§ Zu erledigen
a – Beantworte anhand des Forenthreads über Gehäuselüfter:
(i) Zwischen welchen Werten liegt laut obelixx die Temperatur konstant?
(ii) Bis zu welcher Temperatur hatte sich das alte Gehäuse von Psycho_Dad erwärmt?
(iii) Wohin saugt der kleine Lüfter vor den Festplatten die Luft?
b – Gib bitte den Abschnitt des Forenthreads über Gehäuselüfter zwischen „## obelixx (10.“ und „65°C erwärmt hatte.“ wortgetreu aus, beide Stellen eingeschlossen.

§ Bereitgestellter Text
- - - -
# 2 Caselüfter? JA/NEIN



## obelixx (10. Februar 2005)

Also ich hab konstante zwischen 45 und 55° Temperatur ich habe jetzt auch noch einen Gehäuselüfter eingebaut! und es hat sich nicht gebessert Soll ich mir jetzt noch einen 2. Lüfter kaufen?
Ich hab nämlich auch noch 2 10cm*5cm große Luftschlitze drin!


----------



## Psycho_Dad (10. Februar 2005)

Ich habe mir letztes Jahr im April ein neues Midi-Gehäuse sammt Lüfter zugelegt, weil mein altes Gehäuse sich bis an die 65°C erwärmt hatte.
Da mein neues Gehäuse über einen Temperaturfühler verfügt, weiss ich jetzt, das im inneren 25 - 30°C herschen.
Ich habe folgende Lüfter (da ich nicht mehr die Maße der Lüfter weiss, schreibe ich "gross" und "klein"):
- Einen Lüfter (klein) der vor den Festplatten angebracht ist und die Luft INS Gehäuse saugt.
- Einen Lüfter an der Seite (gross), der die Luft AUS dem Gehäuse saugt.
- Einen Lüfter der hinten (gross) sitzt und ebenfalls die Luft AUS dem Gehäuse saugt.
- Das Netzteil, welches ebenfalls die Luft AUS dem Gehäuse zieht.

Ich würde einfach mal sagen, wenn Du noch Platz für Lüfter hast, dann nutze ihn. Spätestens im Sommer wird sich Dein Rechner bedanken.
- - - -
§ Inhalt des Datensatzes
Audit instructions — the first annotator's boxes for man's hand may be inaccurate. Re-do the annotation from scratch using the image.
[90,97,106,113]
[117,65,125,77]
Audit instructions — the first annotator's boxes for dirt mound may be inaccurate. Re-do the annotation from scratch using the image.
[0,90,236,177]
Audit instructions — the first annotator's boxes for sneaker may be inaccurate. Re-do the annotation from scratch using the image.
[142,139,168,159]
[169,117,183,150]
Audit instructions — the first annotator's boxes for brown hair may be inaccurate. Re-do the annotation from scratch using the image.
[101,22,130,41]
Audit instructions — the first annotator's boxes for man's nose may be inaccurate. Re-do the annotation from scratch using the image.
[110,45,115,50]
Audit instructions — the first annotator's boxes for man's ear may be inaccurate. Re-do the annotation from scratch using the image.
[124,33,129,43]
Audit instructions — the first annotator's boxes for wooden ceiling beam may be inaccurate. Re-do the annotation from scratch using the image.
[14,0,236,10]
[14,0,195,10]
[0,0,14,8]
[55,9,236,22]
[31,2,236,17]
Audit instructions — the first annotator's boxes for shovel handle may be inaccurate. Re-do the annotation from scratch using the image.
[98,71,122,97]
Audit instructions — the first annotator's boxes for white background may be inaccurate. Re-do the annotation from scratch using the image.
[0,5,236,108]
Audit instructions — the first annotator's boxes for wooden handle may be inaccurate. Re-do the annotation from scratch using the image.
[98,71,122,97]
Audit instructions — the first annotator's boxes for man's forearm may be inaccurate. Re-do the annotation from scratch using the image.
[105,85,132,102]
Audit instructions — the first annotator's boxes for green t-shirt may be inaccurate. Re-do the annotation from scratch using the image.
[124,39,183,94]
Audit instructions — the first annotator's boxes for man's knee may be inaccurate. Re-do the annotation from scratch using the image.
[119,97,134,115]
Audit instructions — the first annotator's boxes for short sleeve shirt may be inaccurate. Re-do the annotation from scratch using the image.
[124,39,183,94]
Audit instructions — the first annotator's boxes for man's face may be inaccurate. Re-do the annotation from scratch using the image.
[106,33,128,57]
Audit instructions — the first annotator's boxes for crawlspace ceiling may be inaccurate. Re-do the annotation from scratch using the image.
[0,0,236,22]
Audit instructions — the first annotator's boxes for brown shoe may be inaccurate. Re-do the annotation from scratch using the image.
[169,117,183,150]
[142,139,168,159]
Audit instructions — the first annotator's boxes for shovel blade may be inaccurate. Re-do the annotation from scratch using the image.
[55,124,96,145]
- - - -
§ Ausgearbeitete Lösungen
a –
(i) Zwischen 45 und 55°.
(ii) Bis an die 65°C.
(iii) Ins Gehäuse.

b –
## obelixx (10. Februar 2005)

Also ich hab konstante zwischen 45 und 55° Temperatur ich habe jetzt auch noch einen Gehäuselüfter eingebaut! und es hat sich nicht gebessert Soll ich mir jetzt noch einen 2. Lüfter kaufen?
Ich hab nämlich auch noch 2 10cm*5cm große Luftschlitze drin!


----------



## Psycho_Dad (10. Februar 2005)

Ich habe mir letztes Jahr im April ein neues Midi-Gehäuse sammt Lüfter zugelegt, weil mein altes Gehäuse sich bis an die 65°C erwärmt hatte.